(Data records):
·····
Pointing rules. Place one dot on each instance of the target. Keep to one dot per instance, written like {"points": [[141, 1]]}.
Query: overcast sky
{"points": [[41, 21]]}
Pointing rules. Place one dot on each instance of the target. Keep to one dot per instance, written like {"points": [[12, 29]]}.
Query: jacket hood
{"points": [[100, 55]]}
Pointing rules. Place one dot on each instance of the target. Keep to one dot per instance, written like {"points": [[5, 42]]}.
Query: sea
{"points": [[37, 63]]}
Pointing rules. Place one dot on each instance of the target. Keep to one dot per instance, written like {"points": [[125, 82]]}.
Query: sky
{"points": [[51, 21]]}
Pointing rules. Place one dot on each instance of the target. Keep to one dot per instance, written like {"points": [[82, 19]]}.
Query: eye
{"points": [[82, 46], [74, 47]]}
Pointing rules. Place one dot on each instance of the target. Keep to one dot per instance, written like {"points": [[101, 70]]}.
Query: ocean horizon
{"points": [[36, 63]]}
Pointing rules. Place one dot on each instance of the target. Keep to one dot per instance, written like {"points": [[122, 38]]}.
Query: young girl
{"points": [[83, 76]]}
·····
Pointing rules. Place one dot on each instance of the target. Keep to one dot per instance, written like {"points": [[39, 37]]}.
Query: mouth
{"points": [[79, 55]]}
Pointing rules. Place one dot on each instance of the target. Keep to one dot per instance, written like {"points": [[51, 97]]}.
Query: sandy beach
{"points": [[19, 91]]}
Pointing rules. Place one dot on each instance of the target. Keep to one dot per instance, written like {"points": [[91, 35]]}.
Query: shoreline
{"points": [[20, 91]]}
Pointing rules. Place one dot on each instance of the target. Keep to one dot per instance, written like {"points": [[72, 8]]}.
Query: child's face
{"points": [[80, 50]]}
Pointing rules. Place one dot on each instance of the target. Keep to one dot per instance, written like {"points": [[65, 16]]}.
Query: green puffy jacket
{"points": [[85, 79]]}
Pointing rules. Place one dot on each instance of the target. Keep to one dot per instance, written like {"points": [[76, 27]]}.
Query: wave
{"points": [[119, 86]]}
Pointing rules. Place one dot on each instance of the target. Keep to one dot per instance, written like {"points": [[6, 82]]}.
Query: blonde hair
·····
(Written exercise): List each line from the records above that contains the word "jacket". Case counts.

(Solved exercise):
Query: jacket hood
Query: green puffy jacket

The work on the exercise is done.